[Task inputs Boundary: Start]

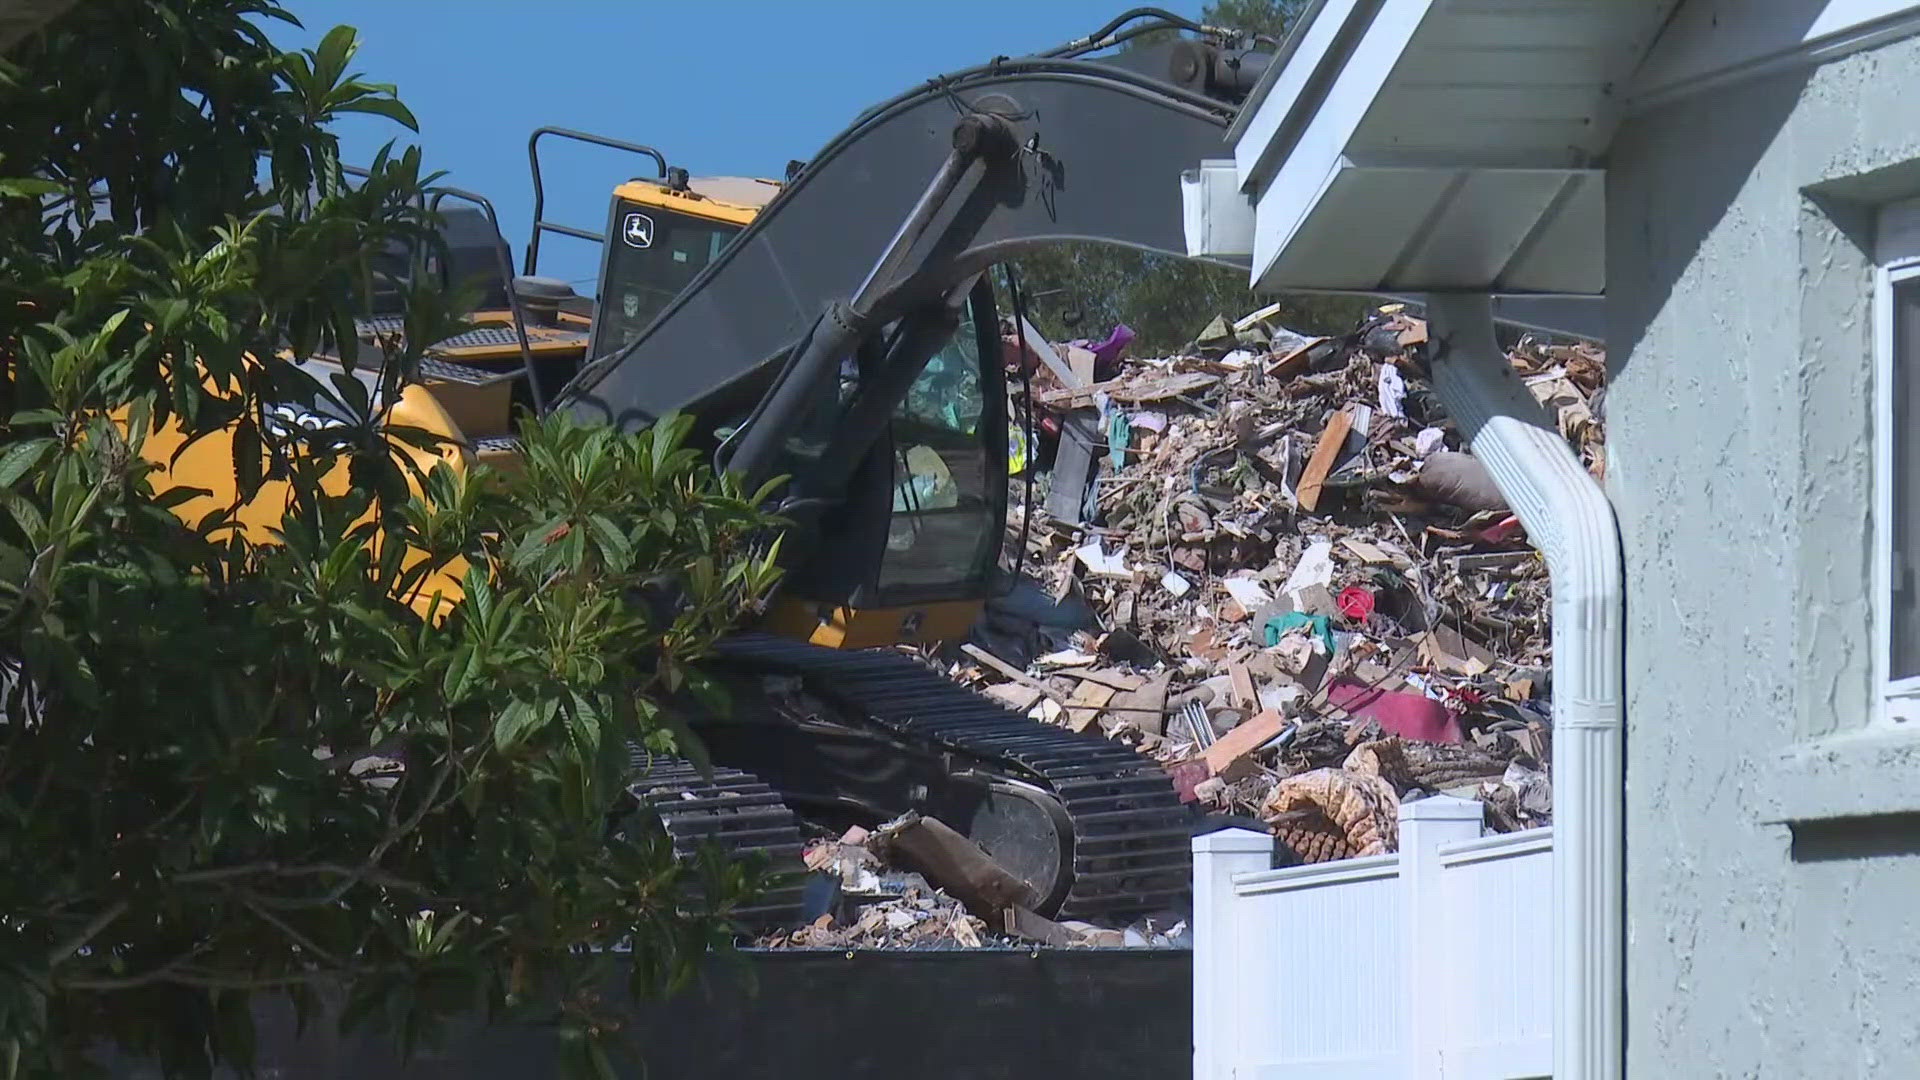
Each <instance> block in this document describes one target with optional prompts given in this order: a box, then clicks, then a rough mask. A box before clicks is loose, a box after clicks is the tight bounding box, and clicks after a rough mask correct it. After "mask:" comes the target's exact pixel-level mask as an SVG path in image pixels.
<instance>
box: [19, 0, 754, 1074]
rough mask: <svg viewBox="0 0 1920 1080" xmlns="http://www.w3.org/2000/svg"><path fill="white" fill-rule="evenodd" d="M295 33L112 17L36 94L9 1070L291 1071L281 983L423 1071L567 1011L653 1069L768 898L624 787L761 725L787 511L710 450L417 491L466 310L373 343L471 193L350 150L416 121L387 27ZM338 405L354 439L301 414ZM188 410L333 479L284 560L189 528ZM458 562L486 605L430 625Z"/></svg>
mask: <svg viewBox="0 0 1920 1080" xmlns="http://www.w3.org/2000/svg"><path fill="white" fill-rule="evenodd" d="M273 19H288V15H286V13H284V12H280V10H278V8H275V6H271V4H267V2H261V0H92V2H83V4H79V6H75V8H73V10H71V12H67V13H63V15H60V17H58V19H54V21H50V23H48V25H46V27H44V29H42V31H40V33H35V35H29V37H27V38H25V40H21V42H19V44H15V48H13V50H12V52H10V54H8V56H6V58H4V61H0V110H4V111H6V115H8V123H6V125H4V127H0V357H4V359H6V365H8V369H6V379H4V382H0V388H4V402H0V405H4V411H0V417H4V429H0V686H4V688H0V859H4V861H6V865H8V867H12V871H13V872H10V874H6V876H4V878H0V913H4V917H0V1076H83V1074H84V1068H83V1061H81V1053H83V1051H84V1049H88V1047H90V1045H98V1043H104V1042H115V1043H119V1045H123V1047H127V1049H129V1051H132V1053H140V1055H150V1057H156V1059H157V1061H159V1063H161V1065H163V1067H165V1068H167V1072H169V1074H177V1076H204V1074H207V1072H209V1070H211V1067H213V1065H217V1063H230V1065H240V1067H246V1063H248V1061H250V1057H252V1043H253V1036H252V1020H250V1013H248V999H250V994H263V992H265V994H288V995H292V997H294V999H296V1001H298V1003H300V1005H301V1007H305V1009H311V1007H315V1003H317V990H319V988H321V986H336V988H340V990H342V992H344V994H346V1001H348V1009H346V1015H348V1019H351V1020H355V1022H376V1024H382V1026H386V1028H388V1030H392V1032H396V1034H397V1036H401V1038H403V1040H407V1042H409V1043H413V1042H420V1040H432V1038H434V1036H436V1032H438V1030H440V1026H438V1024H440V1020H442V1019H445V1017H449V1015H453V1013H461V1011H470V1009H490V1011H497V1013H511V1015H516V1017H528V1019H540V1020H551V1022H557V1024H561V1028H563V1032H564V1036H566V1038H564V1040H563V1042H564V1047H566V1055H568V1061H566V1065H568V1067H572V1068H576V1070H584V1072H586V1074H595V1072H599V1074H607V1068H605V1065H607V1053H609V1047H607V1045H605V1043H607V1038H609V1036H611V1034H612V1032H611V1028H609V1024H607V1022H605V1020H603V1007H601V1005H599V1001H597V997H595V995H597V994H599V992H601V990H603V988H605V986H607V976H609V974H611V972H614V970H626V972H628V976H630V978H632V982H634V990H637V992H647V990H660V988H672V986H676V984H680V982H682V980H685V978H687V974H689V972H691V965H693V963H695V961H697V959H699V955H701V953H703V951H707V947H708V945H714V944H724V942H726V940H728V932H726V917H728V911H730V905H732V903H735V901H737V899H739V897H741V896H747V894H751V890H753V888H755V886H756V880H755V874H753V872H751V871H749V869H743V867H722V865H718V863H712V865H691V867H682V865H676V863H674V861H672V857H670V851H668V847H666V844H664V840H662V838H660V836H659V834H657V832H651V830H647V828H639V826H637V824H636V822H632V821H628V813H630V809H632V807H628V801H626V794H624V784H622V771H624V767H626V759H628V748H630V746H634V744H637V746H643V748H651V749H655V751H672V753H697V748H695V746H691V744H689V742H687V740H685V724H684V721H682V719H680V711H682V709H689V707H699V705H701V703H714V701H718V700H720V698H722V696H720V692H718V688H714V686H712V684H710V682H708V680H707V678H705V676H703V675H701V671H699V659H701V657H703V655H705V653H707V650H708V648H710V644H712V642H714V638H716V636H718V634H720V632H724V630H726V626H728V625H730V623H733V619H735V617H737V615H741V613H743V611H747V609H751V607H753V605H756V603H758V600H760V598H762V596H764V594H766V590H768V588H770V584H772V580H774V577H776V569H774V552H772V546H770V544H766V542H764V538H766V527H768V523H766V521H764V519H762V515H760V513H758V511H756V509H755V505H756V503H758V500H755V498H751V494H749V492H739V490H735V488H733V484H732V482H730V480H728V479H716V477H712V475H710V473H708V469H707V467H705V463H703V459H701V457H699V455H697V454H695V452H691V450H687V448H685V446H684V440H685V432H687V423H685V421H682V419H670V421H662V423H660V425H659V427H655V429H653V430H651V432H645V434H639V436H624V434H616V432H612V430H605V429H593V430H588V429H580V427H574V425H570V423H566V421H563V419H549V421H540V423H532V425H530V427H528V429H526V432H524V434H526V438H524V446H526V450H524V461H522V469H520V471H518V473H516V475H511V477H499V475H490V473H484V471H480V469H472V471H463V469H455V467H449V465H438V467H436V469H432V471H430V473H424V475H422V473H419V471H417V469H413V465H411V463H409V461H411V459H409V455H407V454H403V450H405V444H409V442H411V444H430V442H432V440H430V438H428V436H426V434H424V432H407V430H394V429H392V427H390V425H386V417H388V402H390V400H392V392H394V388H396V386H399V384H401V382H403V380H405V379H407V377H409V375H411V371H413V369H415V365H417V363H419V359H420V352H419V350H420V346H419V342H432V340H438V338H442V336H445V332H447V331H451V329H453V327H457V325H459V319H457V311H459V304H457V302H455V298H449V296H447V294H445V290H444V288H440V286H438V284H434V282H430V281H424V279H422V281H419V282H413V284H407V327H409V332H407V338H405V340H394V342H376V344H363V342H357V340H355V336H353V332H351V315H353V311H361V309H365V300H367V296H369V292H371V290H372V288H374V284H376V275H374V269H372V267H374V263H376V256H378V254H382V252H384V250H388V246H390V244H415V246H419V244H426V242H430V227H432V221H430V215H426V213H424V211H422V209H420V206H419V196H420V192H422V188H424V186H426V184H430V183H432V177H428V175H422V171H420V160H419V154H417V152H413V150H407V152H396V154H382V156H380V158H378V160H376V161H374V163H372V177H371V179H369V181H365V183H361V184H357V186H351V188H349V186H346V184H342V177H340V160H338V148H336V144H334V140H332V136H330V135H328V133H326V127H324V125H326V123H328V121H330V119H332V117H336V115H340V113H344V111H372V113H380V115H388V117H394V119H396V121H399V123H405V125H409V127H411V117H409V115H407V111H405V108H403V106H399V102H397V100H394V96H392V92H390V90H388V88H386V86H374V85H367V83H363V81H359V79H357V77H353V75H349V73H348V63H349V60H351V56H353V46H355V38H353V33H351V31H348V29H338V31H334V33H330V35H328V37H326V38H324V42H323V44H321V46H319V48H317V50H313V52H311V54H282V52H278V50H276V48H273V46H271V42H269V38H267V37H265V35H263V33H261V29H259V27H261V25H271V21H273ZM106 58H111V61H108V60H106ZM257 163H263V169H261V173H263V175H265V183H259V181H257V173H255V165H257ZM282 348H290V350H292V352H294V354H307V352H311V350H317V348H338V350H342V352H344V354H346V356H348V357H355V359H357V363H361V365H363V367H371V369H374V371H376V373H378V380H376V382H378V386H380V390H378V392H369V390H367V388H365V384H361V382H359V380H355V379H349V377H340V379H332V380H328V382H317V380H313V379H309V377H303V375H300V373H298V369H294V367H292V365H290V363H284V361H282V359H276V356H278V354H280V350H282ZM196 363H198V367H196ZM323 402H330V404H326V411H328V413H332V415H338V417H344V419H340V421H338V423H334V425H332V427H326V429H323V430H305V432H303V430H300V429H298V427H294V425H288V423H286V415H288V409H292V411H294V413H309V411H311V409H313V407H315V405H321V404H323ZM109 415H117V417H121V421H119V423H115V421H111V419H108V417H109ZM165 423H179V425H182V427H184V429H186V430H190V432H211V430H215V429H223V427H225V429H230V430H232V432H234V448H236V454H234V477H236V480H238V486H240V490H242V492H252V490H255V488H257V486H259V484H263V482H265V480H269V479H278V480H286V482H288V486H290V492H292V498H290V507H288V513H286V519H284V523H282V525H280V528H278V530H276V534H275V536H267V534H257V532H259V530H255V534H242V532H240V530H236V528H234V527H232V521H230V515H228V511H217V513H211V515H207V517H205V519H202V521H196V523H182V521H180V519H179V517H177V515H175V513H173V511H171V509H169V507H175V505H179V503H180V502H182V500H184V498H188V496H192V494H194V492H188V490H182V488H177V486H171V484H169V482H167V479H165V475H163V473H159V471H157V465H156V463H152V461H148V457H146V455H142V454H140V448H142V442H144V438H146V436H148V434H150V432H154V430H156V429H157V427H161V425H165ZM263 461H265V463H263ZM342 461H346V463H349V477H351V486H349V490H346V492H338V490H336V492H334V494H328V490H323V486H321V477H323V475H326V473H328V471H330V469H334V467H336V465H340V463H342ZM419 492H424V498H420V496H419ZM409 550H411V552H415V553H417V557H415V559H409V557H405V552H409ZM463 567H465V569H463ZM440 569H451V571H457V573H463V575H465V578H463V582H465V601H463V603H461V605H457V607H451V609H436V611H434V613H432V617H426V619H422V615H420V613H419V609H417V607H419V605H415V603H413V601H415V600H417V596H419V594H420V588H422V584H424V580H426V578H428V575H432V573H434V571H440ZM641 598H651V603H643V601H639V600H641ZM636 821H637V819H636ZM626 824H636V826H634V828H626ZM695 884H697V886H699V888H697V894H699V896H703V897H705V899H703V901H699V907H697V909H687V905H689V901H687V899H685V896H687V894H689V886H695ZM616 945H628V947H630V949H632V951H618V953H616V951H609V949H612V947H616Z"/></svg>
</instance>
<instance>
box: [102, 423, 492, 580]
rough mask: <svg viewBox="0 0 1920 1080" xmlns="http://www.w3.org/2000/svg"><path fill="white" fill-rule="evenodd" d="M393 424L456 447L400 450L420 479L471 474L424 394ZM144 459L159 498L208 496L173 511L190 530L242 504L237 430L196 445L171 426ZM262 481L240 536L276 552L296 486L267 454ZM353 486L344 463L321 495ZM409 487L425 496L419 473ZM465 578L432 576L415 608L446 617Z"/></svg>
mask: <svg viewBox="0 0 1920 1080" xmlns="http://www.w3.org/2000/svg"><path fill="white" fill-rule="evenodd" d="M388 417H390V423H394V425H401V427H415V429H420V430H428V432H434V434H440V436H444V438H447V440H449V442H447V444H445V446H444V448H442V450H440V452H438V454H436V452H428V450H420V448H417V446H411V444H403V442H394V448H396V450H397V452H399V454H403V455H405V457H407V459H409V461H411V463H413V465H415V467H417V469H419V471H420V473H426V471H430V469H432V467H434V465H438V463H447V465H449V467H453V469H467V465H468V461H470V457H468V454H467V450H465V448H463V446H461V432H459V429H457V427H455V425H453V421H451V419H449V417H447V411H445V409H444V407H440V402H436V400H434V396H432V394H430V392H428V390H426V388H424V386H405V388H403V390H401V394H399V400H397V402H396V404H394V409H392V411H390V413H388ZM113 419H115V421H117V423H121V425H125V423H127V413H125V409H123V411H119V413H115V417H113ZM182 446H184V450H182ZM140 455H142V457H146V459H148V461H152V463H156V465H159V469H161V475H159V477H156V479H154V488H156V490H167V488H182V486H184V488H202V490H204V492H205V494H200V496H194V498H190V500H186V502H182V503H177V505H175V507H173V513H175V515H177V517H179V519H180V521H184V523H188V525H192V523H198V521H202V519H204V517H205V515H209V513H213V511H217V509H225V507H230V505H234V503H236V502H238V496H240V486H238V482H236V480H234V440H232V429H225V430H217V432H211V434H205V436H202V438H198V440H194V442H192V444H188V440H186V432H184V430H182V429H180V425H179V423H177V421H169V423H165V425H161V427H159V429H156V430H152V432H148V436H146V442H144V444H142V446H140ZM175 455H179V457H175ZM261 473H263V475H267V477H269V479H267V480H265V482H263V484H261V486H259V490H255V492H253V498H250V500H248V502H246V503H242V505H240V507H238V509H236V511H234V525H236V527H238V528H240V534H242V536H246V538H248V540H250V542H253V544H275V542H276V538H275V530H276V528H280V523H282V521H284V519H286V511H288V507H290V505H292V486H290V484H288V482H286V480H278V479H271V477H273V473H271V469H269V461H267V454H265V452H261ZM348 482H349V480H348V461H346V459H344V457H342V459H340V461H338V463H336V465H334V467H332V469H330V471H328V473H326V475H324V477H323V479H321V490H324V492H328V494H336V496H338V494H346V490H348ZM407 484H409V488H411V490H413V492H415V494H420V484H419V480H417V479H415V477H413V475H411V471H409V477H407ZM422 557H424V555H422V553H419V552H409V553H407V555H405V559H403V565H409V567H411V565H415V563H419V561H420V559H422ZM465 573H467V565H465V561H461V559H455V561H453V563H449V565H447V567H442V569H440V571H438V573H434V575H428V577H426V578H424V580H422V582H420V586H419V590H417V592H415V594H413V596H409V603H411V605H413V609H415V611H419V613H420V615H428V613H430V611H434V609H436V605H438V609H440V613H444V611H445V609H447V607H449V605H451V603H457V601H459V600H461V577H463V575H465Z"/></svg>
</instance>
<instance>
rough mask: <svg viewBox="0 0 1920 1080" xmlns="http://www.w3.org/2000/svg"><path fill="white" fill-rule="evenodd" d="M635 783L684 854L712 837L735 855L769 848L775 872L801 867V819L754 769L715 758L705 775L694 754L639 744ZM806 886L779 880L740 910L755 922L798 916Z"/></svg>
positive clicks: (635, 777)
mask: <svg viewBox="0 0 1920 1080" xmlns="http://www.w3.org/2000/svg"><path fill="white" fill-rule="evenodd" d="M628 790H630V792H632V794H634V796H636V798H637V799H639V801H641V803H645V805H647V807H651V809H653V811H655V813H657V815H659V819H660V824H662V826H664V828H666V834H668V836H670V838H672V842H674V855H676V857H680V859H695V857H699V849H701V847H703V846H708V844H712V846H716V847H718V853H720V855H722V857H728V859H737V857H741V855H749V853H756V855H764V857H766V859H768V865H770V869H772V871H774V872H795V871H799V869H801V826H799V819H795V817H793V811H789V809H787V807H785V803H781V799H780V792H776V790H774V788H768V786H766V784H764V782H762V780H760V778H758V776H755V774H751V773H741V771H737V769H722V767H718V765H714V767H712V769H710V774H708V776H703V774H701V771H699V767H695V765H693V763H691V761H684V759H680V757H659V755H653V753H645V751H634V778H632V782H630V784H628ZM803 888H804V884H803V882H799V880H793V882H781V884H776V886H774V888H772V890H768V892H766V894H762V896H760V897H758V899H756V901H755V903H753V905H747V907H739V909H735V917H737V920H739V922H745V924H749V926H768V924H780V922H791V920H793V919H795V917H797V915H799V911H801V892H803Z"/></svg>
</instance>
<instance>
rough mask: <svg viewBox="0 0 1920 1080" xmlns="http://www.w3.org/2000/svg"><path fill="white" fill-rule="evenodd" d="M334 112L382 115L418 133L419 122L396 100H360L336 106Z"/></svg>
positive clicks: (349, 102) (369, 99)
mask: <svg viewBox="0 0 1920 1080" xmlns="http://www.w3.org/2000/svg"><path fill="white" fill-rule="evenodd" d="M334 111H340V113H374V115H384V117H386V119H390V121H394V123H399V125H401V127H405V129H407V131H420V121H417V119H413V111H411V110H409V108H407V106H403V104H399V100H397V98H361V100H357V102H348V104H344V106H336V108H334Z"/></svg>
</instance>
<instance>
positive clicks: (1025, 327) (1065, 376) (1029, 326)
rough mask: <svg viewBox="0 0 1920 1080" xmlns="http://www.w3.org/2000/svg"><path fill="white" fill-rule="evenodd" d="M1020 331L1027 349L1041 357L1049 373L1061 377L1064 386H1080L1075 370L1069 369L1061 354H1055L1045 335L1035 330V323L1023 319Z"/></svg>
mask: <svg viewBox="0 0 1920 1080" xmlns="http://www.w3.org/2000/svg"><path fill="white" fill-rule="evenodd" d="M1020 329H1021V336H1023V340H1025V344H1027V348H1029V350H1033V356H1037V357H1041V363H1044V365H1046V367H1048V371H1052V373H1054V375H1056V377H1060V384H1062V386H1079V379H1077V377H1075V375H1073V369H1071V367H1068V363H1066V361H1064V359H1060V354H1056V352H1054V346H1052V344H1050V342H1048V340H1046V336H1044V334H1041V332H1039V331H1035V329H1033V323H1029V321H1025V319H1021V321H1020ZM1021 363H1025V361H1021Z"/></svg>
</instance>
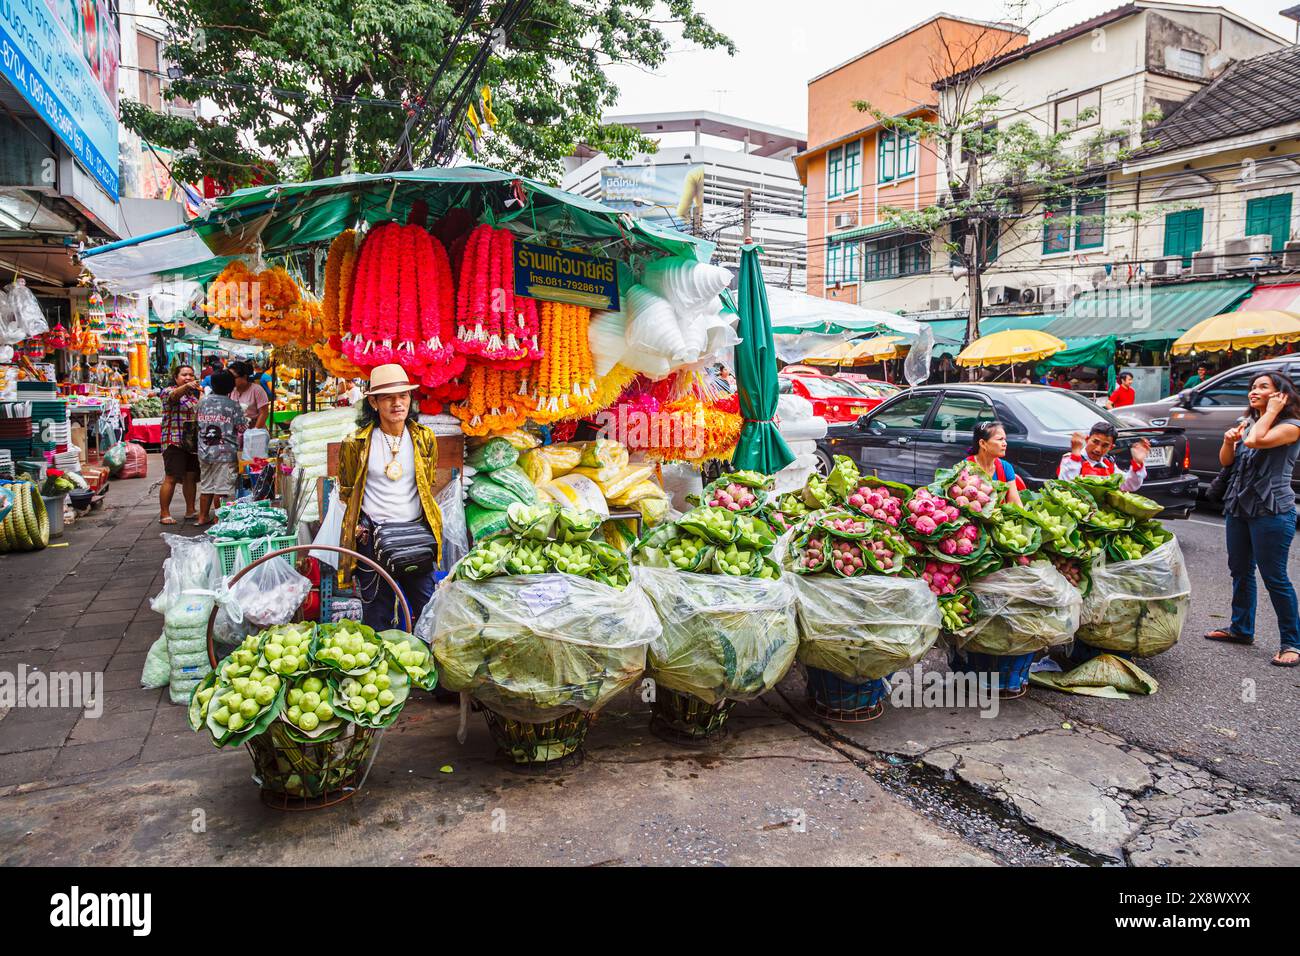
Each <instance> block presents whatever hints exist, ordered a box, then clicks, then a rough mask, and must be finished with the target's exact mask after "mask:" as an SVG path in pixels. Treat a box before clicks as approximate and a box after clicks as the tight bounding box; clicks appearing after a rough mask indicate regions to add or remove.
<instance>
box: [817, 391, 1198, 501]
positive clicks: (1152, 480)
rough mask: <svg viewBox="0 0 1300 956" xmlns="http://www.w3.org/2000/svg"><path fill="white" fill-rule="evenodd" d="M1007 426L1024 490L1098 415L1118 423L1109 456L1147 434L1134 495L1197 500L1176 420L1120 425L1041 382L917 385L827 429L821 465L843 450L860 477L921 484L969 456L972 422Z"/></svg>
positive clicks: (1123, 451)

[Task inputs Boundary: End]

* _Assignment_: Write out each line of the listing above, exactly, from its first line to the line holding "box: [19, 0, 754, 1074]", inclusive. Skip the pictures.

* _Exercise result_:
Each <instance> block in this document describes one target with optional prompts given in this order: a box, then clicks, then a rough mask. A box before clicks is loose, a box after clicks is the tight bounding box, and clicks after a rough mask correct it. After "mask:" comes the target's exact pixel-level mask as an SVG path in image pixels.
<instance>
box: [19, 0, 754, 1074]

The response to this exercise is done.